## What the exercise asks
Print all of the records below word for word, omitting the pictures.

(Boundary labeling items)
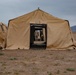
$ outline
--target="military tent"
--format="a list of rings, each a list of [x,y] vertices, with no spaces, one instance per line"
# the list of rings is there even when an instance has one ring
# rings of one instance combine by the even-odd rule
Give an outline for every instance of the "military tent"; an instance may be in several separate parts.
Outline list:
[[[37,9],[9,20],[7,49],[75,49],[68,20]]]
[[[0,22],[0,49],[6,47],[7,26]]]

## Expected answer
$ outline
--target="military tent"
--format="a list of rings, each a list of [x,y] vertices, with no spaces, one instance per line"
# the list of rings is there even when an instance has one ring
# rings of one instance combine by the even-odd rule
Give an outline for every instance of the "military tent"; an instance may be in several separate parts.
Outline list:
[[[37,9],[9,20],[7,49],[75,49],[68,20]]]
[[[0,22],[0,49],[6,47],[7,26]]]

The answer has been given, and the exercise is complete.